_PROBLEM A:_
Put the records into a Markdown table with columns Row and Line, starting at the beginning of the records and ending at the line that contains "positive clicks: (1217, 642)", both included. Number each row, skip blank lines, and leave the pictures out.

(SUPPLIED PASSAGE begins)

To answer this, I thought it would be worthwhile to start from first principles to work out the logical strength for NT openings or rebids.  In this analysis, I am assuming typical flat hands, ignoring long suits that run for more tricks.  Of course you have to use judgement to vary the numbers depending on the hand.

There are different ways to bid NT.  You can open 1NT,  open 1 of a suit and rebid 1NT,  open 2NT, open 1 of a suit and rebid 2NT.  Without any preconceptions, what are the most efficient ranges for these?  To make 3NT with balanced flat hands you would expect to have 25 points, to make 2NT 22.5 points, to make 1NT 20 points. (Either side can typically make 1NT with 20, the advantage being with declarer.)

An obvious point to note is that there is room for game inquiry over a 1NT open or rebid, but no room over a 2NT open or rebid.  Responder here bids game or passes.  For this reason the opener range for a 2NT bid must be minimal, and 2 points is practical and realistic (like the Benjamin 2NT bids).

A starting point has to be "what strength is a minimum open?"  This analysis adopts the common agreement of 12 points to open.  The NT ranges would be different if it was not 12.  If an opening is 12 points, for "safety" responder needs 8 to reply, but 6 is better because going 1 off is often better than the opposition making their 2-level contract.  Take 6 hcp as the minimum reply.  Again, this is the standard.

(SUPPLIED PASSAGE ends)

_PROBLEM B:_
Using the passage on notrump bidding ranges, mark each statement yes or no, quoting the deciding words: (i) The analysis assumes flat hands and ignores long suits that run for more tricks. (ii) There is room for game inquiry over a 2NT opening. (iii) The analysis takes 8 hcp as the minimum reply.

(MATERIAL TO PROCESS begins)

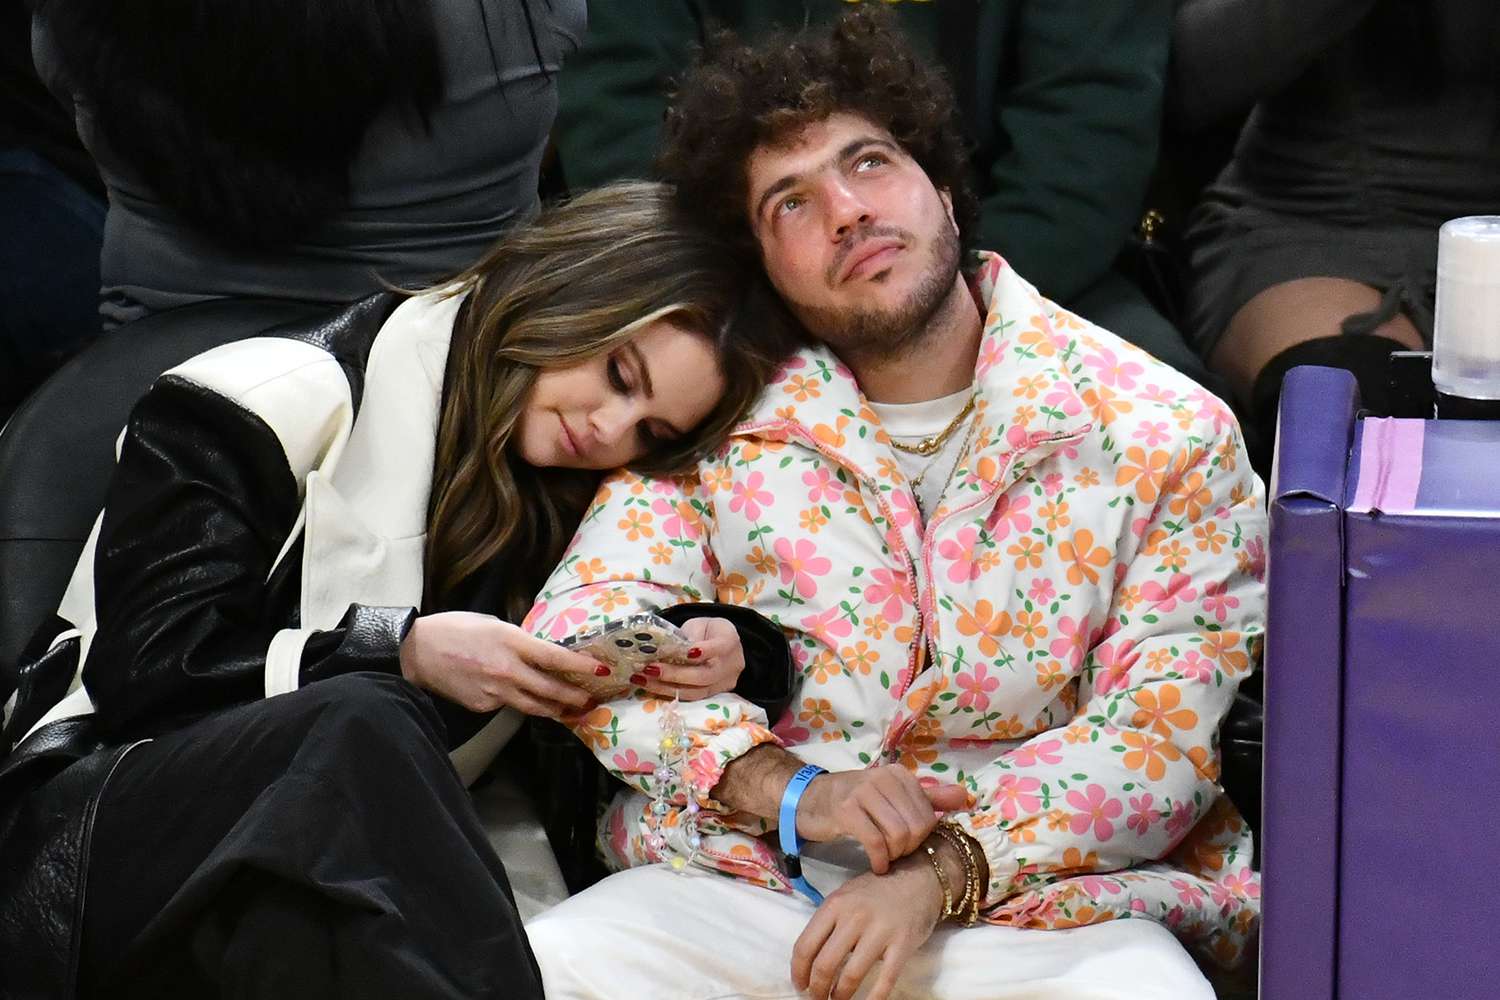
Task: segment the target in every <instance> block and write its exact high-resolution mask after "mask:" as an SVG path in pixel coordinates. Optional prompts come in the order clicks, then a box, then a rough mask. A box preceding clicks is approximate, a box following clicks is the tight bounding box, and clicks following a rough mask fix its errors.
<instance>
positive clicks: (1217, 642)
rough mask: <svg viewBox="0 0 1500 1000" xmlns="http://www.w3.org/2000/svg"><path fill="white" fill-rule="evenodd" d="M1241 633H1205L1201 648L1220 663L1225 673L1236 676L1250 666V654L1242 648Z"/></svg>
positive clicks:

(MATERIAL TO PROCESS ends)

_TASK RESULT A:_
| Row | Line |
|---|---|
| 1 | Task: segment the target in every <instance> block and write its exact high-resolution mask after "mask:" as an SVG path in pixel coordinates. Optional prompts come in the order clicks, then a box, then a rough mask. A box preceding clicks is approximate, a box following clicks is the tight bounding box, and clicks following a rough mask fix its errors. |
| 2 | <instance> |
| 3 | positive clicks: (1217, 642) |

_TASK RESULT B:_
(i) Yes: "In this analysis, I am assuming typical flat hands, ignoring long suits that run for more tricks."
(ii) No: "there is room for game inquiry over a 1NT open or rebid, but no room over a 2NT open or rebid."
(iii) No: "Take 6 hcp as the minimum reply."